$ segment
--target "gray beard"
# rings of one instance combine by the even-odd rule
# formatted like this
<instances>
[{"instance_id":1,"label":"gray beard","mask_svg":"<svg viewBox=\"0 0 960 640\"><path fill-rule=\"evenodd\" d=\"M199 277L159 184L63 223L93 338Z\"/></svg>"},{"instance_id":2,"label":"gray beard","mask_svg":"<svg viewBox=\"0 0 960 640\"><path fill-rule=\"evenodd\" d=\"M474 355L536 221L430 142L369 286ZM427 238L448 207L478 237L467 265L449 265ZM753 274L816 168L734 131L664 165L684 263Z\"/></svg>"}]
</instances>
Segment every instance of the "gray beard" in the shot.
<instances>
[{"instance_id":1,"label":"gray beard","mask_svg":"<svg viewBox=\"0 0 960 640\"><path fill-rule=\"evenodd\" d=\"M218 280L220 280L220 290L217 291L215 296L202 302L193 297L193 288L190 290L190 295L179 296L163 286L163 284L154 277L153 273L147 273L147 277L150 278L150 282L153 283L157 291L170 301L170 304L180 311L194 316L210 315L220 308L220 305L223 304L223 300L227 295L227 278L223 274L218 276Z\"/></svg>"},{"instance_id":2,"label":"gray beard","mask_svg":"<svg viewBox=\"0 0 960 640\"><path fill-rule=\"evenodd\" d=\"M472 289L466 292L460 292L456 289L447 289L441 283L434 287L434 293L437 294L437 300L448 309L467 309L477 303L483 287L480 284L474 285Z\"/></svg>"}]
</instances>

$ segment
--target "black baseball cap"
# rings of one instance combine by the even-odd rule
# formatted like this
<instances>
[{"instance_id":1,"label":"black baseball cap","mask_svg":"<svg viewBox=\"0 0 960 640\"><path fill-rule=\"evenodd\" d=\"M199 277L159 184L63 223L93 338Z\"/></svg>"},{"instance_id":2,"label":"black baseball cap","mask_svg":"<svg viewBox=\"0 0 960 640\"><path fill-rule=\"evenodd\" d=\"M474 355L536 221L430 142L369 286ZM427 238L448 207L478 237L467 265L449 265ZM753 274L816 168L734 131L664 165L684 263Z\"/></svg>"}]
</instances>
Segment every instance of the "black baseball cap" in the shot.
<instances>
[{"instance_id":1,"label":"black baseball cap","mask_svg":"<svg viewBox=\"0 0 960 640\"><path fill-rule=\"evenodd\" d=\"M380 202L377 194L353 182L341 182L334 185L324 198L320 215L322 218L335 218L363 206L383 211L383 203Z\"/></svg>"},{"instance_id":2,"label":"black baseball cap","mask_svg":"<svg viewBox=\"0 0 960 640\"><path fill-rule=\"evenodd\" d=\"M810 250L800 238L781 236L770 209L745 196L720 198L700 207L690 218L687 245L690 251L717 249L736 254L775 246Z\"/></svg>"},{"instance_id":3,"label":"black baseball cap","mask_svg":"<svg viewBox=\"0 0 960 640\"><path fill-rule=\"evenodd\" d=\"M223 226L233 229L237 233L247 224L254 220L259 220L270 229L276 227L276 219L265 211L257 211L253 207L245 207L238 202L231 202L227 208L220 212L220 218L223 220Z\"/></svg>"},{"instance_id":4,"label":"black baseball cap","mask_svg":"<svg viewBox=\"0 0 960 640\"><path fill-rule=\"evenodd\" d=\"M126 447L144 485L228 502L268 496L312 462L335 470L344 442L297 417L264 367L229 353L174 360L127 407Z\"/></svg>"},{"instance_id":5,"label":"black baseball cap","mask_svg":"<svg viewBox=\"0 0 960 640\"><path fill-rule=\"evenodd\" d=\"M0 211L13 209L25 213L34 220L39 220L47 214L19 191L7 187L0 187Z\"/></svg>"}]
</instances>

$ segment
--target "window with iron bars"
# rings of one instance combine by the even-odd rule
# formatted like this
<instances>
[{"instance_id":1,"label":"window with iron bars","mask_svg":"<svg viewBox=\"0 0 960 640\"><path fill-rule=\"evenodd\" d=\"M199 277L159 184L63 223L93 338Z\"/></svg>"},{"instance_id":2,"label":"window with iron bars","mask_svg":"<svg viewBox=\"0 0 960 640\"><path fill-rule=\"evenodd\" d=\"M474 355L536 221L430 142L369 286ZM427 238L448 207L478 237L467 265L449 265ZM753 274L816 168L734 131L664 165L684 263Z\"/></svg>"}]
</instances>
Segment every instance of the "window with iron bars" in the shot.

**EXERCISE INSTRUCTIONS**
Tally the lines in the items above that contain the string "shot", where case counts. Give only the number.

**RESULT FOR THIS TASK**
3